WORK REQUIRED — Return, word for word, every line that follows.

--- start EXERCISE MATERIAL ---

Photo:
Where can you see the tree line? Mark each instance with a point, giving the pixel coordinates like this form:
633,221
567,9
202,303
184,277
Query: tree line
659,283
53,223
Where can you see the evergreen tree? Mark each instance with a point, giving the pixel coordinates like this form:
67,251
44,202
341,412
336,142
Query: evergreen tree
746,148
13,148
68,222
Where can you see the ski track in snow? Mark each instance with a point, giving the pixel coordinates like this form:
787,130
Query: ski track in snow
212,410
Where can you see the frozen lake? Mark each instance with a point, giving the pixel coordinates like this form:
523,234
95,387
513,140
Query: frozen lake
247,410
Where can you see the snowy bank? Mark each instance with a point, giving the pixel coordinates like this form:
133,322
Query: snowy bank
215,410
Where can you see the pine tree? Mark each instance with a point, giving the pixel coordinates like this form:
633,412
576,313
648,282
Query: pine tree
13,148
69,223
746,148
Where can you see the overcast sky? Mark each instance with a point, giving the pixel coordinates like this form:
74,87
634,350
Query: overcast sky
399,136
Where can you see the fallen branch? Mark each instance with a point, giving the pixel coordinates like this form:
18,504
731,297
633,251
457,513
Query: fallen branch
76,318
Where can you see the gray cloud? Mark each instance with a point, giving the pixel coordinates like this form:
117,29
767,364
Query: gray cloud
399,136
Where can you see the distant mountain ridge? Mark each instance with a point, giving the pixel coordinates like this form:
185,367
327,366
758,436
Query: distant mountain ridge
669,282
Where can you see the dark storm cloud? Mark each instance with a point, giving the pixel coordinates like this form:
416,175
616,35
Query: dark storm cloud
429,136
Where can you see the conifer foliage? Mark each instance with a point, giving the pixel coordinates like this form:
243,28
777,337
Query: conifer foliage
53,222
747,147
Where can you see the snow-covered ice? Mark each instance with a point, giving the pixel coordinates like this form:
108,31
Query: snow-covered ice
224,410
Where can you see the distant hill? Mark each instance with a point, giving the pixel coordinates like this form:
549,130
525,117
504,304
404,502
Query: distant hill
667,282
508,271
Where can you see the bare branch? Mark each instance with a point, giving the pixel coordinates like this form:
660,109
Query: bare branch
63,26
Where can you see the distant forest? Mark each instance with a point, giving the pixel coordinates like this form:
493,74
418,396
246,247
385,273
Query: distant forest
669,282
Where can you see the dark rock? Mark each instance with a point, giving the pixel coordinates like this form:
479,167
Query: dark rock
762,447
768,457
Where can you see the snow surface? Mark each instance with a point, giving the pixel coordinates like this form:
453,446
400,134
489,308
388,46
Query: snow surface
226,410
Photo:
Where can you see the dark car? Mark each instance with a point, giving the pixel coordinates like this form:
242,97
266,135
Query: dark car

--- end EXERCISE MATERIAL ---

CORRECT RESULT —
Photo:
Where can you see the tree line? Mark each instance with a point, giving the pixel coordinates like this form:
633,221
567,9
202,303
184,277
Query: tree line
659,283
53,223
Where can you see the evergreen tree? Mark each instance with a point, giving the pixel coordinates like this form:
67,251
44,202
341,412
336,142
Query: evergreen tree
746,148
13,148
68,222
Where can you see the ski track in snow? Mark each instance with a point, giving the pixel coordinates like this form:
787,130
Query: ski track in snow
212,410
Where can you see the frozen lake? Mark each instance with a point, giving the pixel coordinates like this form:
523,234
95,387
513,140
Query: frozen lake
247,410
Where can you see the snowy bank? Mark each instance with a point, giving the pixel coordinates like this form:
133,322
Query: snowy bank
215,410
Where can you see the pine tree? Mark each instance with a point, giving the pixel coordinates like this form:
633,412
576,313
648,282
Query: pine tree
13,148
69,223
746,148
Where can you see the overcast sky? Mark each instance with a point, giving the pixel coordinates like this form:
74,87
634,350
Query: overcast sky
399,136
Where can you see the fallen branch? Mark each instance with a point, giving the pixel coordinates like this form:
18,504
731,297
633,251
457,513
Query: fallen branch
76,318
Where can you see the gray cloud? Mark each instance with a point, giving the pixel coordinates like this form:
117,29
767,364
Query: gray cloud
399,136
Where can you see the distant mountain ridge? Mark each instance with a point, giving the pixel coordinates like this form:
185,367
327,366
758,436
Query: distant mountain ridge
669,282
Where can you see the dark storm cloud? Mark each instance with a point, giving the pixel coordinates like this form:
416,175
616,35
Query: dark storm cloud
429,136
Where can you see the conifer foliage? Mark each instance with a point, giving the pixel coordinates like this form:
243,28
777,337
Query: conifer foliage
53,222
747,147
Where can you see the snow-covered ice? Mark each instance with a point, giving the pixel coordinates like this form:
108,31
Query: snow-covered ice
224,410
Where can you see the distant hill? Mark each instance with a point, giving the pixel coordinates like this form:
549,130
525,117
504,304
404,502
Query: distant hill
667,282
508,271
Where can you see the bare branch? Mark each instance with a point, giving the pixel coordinates like this form:
660,109
Query: bare branch
63,26
Where can you see the distant forest? Mark each instance with a point, giving the pixel coordinates like this form:
493,74
418,396
246,247
385,273
Query: distant forest
669,282
Where can you see the dark rock? Mark each instance with a point, giving the pixel coordinates like this form:
479,167
Query: dark rock
762,447
768,457
Where can you see the snow surface? Mark each instance with a point, giving the pixel coordinates like this form:
453,446
400,134
489,308
388,46
Query: snow surface
226,410
Photo:
Where can you see the dark car? Mark each instance with a point, giving the pixel coordinates like this form:
242,97
266,135
Query: dark car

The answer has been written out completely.